Records from a collection

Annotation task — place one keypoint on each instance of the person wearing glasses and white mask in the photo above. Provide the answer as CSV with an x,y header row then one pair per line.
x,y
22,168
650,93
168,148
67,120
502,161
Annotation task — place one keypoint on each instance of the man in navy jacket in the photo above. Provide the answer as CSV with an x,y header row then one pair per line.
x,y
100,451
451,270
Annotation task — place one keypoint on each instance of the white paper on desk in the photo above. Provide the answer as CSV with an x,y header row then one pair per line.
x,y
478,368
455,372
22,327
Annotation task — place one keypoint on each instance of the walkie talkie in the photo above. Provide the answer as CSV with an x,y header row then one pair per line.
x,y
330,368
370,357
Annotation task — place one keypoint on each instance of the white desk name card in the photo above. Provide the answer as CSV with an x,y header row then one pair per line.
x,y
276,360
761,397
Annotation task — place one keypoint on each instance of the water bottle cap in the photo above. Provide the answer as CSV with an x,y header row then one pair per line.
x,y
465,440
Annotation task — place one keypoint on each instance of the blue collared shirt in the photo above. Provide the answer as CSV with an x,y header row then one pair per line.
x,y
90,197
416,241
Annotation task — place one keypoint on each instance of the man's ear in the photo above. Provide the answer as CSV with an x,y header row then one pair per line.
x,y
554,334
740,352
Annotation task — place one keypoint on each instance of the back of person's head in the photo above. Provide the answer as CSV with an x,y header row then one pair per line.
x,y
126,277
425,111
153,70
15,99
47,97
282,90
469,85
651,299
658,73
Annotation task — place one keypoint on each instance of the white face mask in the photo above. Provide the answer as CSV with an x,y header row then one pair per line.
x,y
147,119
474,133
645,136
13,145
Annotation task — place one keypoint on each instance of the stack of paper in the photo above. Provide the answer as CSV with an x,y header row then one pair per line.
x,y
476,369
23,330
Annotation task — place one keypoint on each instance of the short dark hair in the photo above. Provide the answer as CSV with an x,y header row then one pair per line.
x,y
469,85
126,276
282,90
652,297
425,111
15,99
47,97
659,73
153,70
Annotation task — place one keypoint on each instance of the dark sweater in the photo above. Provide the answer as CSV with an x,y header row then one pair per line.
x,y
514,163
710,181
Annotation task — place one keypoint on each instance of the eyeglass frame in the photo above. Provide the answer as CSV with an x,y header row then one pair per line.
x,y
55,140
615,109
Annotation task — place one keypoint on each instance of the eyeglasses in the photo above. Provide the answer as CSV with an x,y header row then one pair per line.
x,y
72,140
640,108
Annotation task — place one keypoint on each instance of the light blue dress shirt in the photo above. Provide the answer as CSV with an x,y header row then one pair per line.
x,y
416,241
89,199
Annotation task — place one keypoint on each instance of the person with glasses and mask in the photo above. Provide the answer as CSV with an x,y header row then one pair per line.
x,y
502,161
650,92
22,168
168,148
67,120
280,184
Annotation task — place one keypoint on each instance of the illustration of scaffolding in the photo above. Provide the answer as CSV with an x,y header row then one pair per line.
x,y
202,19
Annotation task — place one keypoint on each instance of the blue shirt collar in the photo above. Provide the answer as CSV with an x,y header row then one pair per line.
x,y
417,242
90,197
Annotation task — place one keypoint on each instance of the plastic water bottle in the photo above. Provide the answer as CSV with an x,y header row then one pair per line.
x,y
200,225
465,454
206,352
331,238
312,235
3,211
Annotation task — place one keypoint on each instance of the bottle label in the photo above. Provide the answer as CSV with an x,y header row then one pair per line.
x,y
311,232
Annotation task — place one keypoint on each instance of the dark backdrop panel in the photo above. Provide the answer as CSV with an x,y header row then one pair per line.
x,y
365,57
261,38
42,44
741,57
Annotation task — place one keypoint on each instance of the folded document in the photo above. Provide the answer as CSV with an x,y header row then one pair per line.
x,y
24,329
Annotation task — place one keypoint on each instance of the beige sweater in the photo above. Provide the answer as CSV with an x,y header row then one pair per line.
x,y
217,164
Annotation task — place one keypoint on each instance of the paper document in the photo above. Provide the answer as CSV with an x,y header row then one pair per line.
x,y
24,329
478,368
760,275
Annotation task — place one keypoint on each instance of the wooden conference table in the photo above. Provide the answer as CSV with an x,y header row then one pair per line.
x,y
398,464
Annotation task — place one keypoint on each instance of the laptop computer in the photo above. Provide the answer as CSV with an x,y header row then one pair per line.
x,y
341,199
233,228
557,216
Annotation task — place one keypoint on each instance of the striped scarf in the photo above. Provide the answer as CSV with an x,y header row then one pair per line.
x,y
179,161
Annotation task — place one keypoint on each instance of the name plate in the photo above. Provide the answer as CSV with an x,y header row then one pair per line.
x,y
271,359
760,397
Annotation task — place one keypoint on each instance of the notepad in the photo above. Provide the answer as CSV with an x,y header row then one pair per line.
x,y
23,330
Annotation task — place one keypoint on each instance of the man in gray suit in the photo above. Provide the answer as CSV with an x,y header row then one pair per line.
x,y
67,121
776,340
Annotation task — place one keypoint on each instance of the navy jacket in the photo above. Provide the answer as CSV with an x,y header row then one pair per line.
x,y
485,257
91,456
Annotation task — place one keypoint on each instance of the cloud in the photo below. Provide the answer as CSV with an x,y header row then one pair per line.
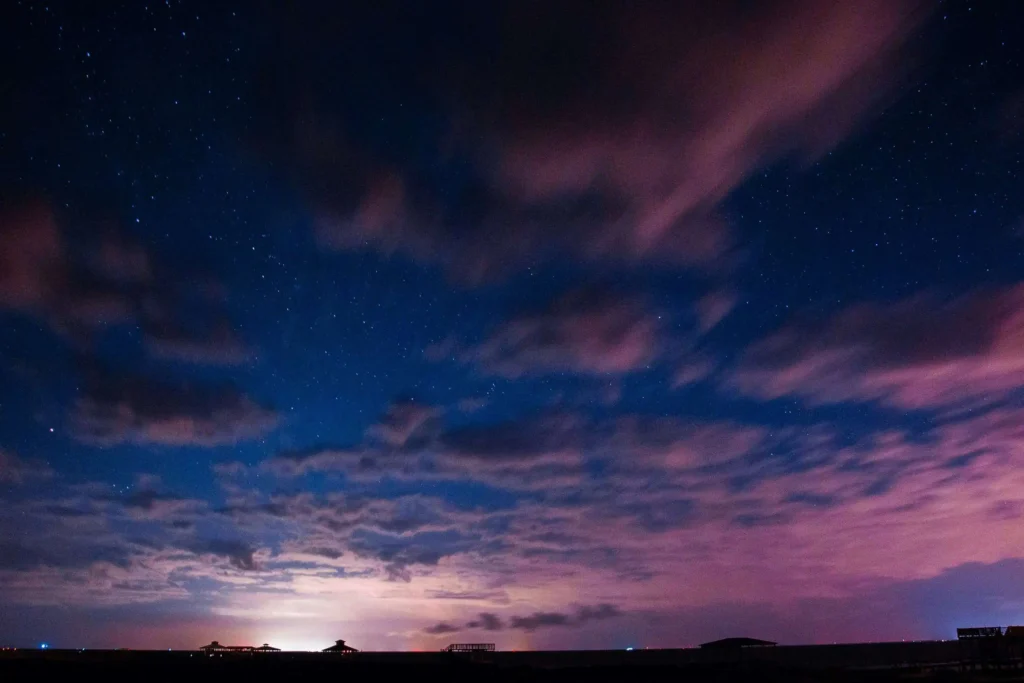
x,y
219,345
487,622
240,555
585,331
16,470
920,352
628,165
116,409
713,307
539,620
582,616
403,423
31,257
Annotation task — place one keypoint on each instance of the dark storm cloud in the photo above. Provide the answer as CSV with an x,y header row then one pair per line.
x,y
585,331
31,257
582,616
219,345
125,409
82,283
404,423
487,622
920,352
629,164
240,555
18,470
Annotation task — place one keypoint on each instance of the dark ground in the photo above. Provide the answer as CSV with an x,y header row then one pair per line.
x,y
195,667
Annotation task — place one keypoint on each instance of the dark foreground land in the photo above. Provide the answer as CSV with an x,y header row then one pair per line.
x,y
940,660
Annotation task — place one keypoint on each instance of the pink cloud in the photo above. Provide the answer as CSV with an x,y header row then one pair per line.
x,y
116,410
631,163
918,352
31,257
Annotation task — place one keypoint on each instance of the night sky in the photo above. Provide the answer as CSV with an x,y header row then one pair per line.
x,y
544,324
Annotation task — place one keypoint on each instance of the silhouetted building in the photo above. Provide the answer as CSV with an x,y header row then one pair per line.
x,y
470,647
340,647
979,632
217,647
735,643
266,648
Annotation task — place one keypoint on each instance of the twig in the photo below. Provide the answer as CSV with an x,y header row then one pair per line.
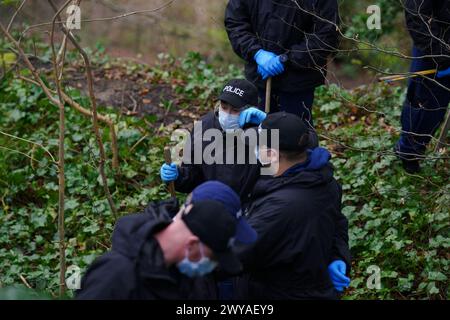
x,y
94,111
25,281
61,177
15,15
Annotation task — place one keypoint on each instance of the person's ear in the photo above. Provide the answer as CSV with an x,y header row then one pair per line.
x,y
273,155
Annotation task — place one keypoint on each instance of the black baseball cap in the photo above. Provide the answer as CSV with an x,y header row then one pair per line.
x,y
210,221
240,93
293,131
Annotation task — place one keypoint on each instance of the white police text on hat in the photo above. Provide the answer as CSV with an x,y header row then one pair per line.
x,y
234,90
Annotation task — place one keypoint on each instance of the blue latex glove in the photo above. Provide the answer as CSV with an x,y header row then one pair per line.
x,y
251,115
337,270
443,73
264,74
269,64
169,172
263,58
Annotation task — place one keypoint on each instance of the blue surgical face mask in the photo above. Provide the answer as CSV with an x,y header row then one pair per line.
x,y
196,269
228,121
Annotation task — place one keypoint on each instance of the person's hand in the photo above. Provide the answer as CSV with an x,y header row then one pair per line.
x,y
251,115
337,270
443,73
275,67
264,74
169,172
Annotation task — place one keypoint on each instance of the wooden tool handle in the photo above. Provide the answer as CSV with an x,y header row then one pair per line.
x,y
168,159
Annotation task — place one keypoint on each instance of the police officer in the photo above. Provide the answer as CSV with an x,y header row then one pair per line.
x,y
302,247
153,256
287,40
236,110
427,97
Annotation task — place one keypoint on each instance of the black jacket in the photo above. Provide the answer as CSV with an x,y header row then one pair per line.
x,y
240,177
301,230
428,22
304,30
134,269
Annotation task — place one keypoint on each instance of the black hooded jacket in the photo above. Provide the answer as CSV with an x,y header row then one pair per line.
x,y
135,269
428,23
301,230
306,31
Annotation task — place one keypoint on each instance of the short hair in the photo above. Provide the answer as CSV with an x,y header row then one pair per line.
x,y
293,156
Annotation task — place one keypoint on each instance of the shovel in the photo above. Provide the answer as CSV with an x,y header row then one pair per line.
x,y
168,159
268,94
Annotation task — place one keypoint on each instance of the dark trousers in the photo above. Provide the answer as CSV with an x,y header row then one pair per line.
x,y
424,109
299,103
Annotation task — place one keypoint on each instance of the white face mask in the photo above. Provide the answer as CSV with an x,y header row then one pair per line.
x,y
228,121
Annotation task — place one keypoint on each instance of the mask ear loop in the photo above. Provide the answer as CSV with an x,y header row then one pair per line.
x,y
202,251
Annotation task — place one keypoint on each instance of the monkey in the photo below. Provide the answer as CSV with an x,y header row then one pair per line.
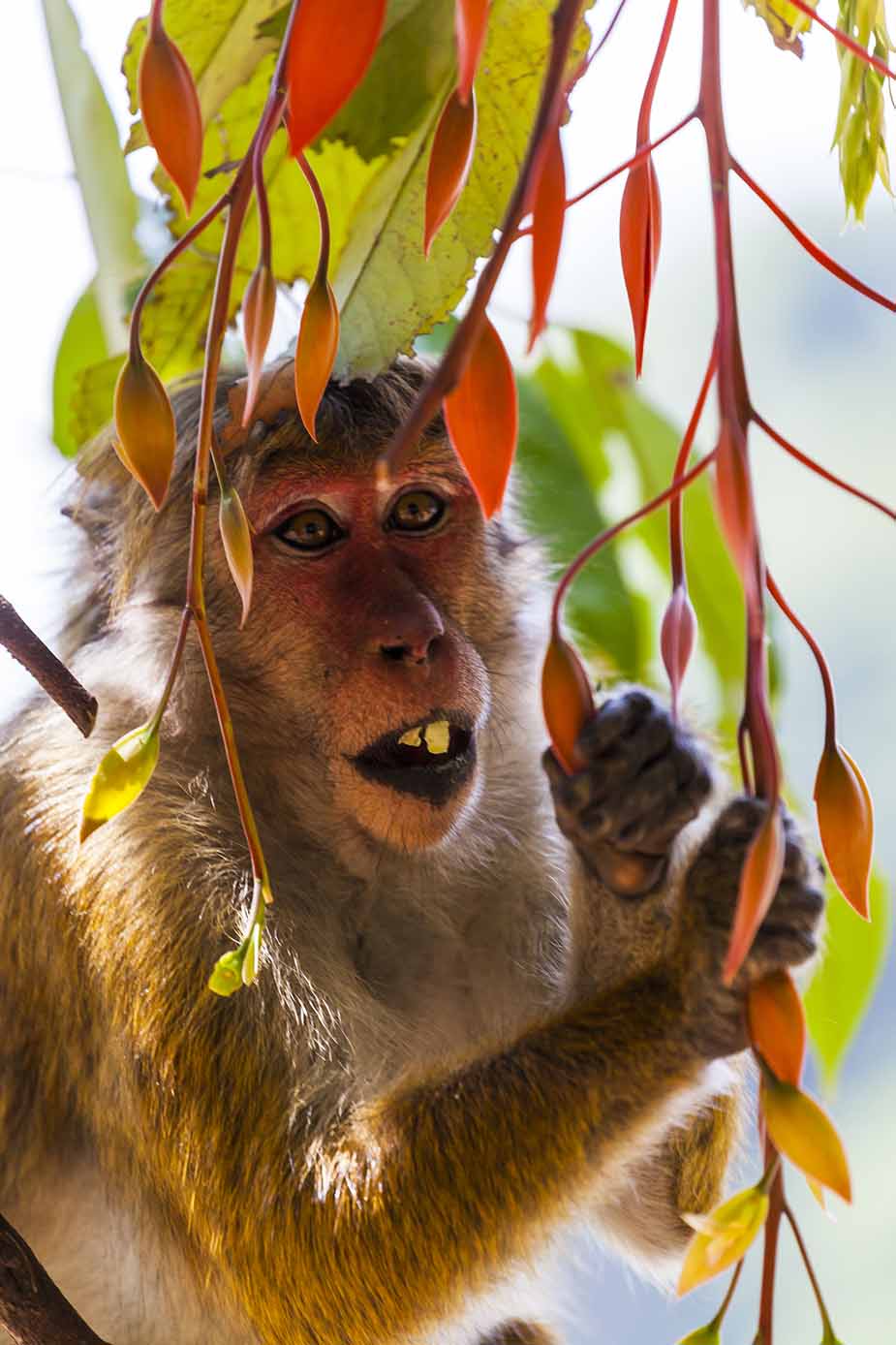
x,y
488,998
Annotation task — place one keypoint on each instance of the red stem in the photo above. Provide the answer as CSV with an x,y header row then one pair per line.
x,y
643,152
820,471
675,545
812,248
770,1250
845,41
171,256
607,536
827,682
452,364
324,260
650,87
810,1269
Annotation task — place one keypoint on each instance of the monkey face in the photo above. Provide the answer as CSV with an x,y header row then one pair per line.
x,y
383,602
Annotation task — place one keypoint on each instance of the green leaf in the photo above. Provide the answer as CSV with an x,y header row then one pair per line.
x,y
82,345
387,291
92,397
221,41
560,506
844,985
227,975
654,444
120,777
109,202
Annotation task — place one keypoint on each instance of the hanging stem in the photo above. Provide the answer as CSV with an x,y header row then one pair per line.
x,y
810,1269
827,682
675,544
453,362
820,471
812,248
845,41
608,534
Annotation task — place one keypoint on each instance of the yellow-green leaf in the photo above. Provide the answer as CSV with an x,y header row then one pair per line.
x,y
801,1132
844,985
120,777
228,973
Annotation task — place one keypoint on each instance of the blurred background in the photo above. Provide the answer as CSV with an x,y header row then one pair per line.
x,y
822,369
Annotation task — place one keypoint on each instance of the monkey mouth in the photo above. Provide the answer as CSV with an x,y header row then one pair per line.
x,y
429,759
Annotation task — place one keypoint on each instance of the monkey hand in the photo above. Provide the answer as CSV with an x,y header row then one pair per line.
x,y
644,779
788,935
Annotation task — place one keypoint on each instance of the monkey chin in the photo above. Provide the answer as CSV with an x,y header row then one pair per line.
x,y
402,821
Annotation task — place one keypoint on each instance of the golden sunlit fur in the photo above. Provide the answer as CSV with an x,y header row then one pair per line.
x,y
456,1042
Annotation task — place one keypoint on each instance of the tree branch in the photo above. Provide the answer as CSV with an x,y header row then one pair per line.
x,y
46,669
31,1307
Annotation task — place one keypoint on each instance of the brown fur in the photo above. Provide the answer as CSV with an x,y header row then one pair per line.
x,y
436,1065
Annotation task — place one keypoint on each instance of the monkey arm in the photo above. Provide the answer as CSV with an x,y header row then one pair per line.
x,y
412,1202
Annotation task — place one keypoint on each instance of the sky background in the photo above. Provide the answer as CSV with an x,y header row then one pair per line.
x,y
820,362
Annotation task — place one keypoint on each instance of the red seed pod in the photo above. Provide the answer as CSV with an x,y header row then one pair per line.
x,y
449,160
759,881
481,419
677,639
567,701
315,350
331,46
170,109
471,19
639,232
259,307
549,212
735,502
847,824
235,536
777,1022
144,426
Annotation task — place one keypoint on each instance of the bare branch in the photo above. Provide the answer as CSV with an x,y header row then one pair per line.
x,y
46,669
31,1307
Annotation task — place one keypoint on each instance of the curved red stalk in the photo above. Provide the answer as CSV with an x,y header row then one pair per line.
x,y
845,41
812,248
820,471
827,682
638,158
607,536
675,547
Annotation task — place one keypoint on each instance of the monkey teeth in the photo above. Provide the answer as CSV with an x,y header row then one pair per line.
x,y
429,759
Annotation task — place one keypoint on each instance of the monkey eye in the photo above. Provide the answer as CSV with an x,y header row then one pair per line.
x,y
310,530
416,512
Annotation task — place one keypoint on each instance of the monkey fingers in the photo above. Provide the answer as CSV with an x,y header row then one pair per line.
x,y
643,782
788,933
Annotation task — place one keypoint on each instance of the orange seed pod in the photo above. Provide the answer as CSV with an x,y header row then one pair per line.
x,y
566,700
847,824
170,108
677,639
331,46
639,232
777,1022
315,350
145,426
801,1132
449,160
757,887
481,419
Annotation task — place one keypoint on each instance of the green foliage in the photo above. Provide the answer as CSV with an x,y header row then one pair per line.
x,y
82,350
372,163
844,985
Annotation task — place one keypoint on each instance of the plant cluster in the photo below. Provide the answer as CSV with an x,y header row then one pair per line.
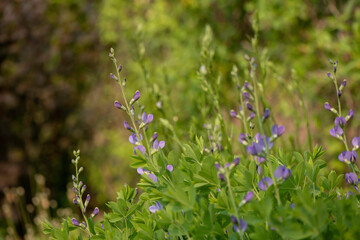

Work order
The lines to copy run from the line containing "the green foliage" through the end of the data above; copy exactly those, minus the pictures.

Answer to the exercise
Annotation task — place one keypoint on each instance of the green foliage in the photo above. Provide the answer as CSV with an x,y header row then one pair per line.
x,y
82,350
372,163
844,985
Annotation task — place one keypoint on each instance of the plant cluster in the photo below. Provide the answer as CSV with an x,y header row then one pair per line.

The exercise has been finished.